- _PROBLEM DETAILS_
Where in the records does the word "sunglasses" appear? Copy each line that holds it.

- _SOURCE RECORDS_
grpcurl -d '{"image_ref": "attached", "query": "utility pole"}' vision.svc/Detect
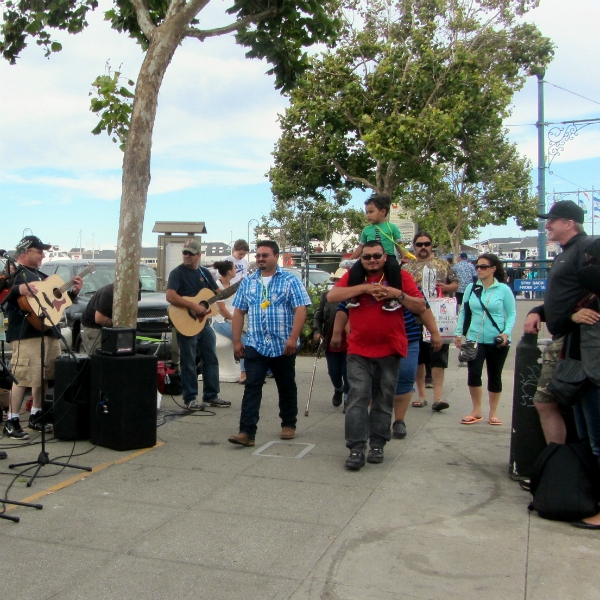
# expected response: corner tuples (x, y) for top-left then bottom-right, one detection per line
(536, 72), (546, 264)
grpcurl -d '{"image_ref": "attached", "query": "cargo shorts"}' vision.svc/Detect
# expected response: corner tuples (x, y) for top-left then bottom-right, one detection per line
(11, 337), (61, 388)
(533, 336), (564, 404)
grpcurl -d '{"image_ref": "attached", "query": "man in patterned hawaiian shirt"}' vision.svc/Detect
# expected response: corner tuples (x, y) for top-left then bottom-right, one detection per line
(404, 232), (458, 411)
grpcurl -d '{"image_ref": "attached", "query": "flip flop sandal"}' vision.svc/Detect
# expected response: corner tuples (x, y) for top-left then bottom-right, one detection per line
(431, 401), (449, 412)
(488, 418), (502, 426)
(411, 398), (428, 407)
(460, 416), (483, 424)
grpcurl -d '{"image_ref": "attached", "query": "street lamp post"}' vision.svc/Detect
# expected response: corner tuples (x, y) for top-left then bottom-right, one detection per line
(247, 219), (259, 246)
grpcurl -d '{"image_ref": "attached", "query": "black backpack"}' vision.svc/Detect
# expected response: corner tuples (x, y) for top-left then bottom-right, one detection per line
(528, 442), (600, 522)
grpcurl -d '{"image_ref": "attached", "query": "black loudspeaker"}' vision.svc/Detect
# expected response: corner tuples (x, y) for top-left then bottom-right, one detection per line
(53, 354), (91, 440)
(100, 327), (136, 356)
(90, 353), (157, 451)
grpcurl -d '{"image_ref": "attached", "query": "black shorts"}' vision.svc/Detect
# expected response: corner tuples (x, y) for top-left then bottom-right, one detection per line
(418, 340), (449, 369)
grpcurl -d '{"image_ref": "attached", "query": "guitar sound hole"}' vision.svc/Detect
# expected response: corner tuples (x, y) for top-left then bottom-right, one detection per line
(200, 301), (210, 310)
(52, 288), (63, 299)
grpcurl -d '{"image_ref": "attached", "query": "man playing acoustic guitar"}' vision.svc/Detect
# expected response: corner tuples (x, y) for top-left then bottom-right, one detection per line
(166, 239), (231, 410)
(4, 236), (83, 440)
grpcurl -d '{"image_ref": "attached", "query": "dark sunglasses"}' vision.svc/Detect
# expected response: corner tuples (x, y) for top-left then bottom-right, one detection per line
(182, 250), (195, 256)
(361, 253), (384, 261)
(476, 264), (492, 270)
(415, 241), (432, 248)
(255, 253), (273, 259)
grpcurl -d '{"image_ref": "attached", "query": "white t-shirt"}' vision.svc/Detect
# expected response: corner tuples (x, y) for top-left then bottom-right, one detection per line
(214, 280), (236, 323)
(225, 255), (248, 284)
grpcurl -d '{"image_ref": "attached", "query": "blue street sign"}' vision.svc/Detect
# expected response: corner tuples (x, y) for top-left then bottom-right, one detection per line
(514, 279), (547, 292)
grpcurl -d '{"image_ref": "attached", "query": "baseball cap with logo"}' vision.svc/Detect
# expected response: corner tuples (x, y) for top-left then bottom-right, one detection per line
(182, 239), (201, 255)
(538, 200), (584, 224)
(16, 235), (51, 252)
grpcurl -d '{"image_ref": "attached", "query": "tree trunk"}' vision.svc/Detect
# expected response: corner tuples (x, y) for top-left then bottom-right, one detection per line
(112, 20), (186, 327)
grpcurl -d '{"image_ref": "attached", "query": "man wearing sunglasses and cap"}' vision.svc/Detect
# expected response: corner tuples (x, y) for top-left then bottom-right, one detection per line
(403, 231), (459, 412)
(166, 239), (231, 410)
(524, 200), (594, 445)
(3, 236), (83, 440)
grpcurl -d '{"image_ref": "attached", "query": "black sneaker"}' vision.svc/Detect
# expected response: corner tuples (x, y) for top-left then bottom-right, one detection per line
(332, 389), (343, 407)
(4, 417), (30, 440)
(346, 297), (360, 309)
(382, 299), (401, 312)
(345, 450), (365, 470)
(392, 420), (407, 439)
(205, 397), (231, 408)
(367, 447), (384, 464)
(28, 412), (53, 433)
(367, 446), (383, 463)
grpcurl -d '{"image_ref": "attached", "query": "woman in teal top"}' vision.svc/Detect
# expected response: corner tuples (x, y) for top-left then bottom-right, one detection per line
(454, 254), (516, 426)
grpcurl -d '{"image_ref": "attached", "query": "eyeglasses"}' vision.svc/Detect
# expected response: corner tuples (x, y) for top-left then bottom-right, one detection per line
(255, 253), (273, 259)
(361, 253), (384, 261)
(476, 264), (492, 270)
(182, 251), (195, 256)
(415, 241), (432, 248)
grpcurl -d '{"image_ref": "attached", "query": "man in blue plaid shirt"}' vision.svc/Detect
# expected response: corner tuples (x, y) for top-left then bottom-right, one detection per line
(228, 241), (311, 446)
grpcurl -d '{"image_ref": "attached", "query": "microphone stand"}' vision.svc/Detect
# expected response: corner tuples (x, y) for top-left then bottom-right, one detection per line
(9, 279), (92, 487)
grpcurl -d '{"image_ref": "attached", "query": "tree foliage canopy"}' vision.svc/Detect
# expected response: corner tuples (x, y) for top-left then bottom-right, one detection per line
(269, 0), (554, 233)
(1, 0), (343, 327)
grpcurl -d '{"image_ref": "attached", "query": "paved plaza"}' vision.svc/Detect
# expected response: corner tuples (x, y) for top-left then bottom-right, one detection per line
(1, 301), (598, 599)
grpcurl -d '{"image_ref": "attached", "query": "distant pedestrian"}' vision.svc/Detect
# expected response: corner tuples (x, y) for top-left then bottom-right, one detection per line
(313, 268), (350, 408)
(454, 252), (477, 306)
(225, 239), (250, 283)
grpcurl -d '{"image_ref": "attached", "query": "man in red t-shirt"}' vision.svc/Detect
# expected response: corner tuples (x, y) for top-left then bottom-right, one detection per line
(327, 240), (425, 470)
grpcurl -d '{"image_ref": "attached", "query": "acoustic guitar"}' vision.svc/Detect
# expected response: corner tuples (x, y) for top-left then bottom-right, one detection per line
(168, 279), (243, 337)
(17, 263), (96, 331)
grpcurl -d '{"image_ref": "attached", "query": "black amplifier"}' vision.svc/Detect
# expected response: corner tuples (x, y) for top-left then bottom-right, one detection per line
(99, 327), (136, 356)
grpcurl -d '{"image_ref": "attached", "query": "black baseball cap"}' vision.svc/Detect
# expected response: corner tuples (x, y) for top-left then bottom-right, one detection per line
(459, 252), (468, 259)
(538, 200), (584, 224)
(16, 235), (51, 252)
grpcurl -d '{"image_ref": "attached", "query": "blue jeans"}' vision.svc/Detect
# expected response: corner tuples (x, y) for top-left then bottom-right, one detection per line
(345, 354), (401, 450)
(325, 350), (349, 393)
(238, 345), (298, 439)
(395, 340), (419, 395)
(213, 320), (246, 371)
(177, 326), (220, 404)
(574, 385), (600, 469)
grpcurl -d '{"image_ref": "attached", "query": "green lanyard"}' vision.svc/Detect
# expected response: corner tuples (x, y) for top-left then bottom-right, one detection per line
(260, 274), (271, 309)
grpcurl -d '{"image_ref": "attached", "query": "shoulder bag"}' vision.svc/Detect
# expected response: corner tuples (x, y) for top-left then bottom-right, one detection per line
(547, 330), (590, 406)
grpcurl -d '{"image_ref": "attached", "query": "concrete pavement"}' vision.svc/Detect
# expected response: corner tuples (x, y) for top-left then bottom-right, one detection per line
(1, 300), (599, 600)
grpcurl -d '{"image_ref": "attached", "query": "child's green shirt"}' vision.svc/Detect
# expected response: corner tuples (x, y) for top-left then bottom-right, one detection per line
(359, 222), (402, 255)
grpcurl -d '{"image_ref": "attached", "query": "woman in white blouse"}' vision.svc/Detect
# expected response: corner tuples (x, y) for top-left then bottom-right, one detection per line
(213, 260), (246, 383)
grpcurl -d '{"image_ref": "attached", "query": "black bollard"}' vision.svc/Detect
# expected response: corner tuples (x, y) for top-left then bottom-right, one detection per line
(508, 333), (547, 479)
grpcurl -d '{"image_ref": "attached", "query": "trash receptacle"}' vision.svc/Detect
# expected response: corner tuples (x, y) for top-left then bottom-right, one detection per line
(509, 333), (547, 479)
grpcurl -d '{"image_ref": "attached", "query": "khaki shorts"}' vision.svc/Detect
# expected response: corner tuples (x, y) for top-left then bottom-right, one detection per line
(533, 336), (564, 404)
(11, 337), (61, 388)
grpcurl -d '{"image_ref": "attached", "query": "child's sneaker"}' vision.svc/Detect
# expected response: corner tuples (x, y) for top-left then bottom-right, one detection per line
(346, 297), (360, 308)
(382, 299), (401, 312)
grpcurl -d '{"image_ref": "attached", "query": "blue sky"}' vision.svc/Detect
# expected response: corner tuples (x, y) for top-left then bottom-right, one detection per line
(1, 0), (599, 252)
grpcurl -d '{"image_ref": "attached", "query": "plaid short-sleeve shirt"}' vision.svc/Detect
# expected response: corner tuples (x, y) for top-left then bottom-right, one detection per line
(232, 266), (311, 357)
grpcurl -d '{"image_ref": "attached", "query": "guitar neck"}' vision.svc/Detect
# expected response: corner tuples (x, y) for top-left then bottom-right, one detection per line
(58, 263), (95, 293)
(209, 279), (242, 305)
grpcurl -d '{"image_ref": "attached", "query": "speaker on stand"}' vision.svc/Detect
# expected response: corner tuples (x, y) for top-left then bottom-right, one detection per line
(90, 353), (157, 451)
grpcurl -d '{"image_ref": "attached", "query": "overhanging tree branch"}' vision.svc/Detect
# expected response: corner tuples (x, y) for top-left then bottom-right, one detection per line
(185, 8), (278, 41)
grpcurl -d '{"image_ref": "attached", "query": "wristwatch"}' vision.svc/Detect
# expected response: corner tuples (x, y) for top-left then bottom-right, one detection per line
(397, 291), (405, 303)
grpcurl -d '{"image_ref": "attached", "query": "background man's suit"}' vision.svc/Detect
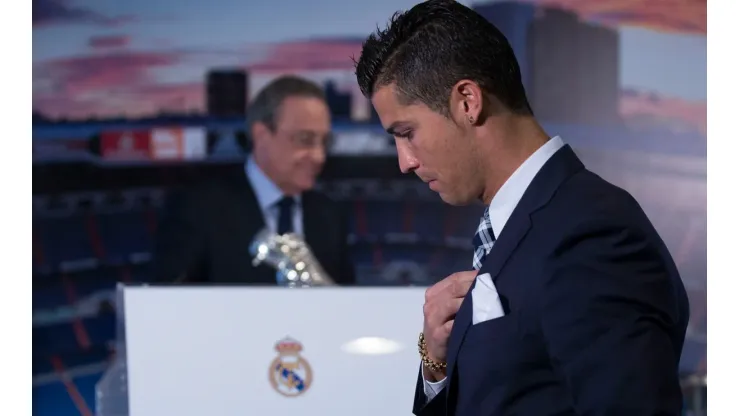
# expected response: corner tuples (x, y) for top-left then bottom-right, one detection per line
(414, 144), (690, 415)
(153, 170), (355, 285)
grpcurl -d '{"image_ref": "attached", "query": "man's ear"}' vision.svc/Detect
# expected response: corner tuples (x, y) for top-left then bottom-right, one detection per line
(450, 79), (484, 125)
(250, 121), (271, 147)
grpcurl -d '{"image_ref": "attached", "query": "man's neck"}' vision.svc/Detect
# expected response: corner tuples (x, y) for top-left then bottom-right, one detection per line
(477, 117), (550, 205)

- _RESULT OF THE EXERCISE_
grpcurl -d '{"image_ref": "attached", "query": "dark sunglasses"}' vision.svc/Detect
grpcurl -d '{"image_ref": "attached", "query": "man wearing sunglasses and cap"}' vision.svc/Detect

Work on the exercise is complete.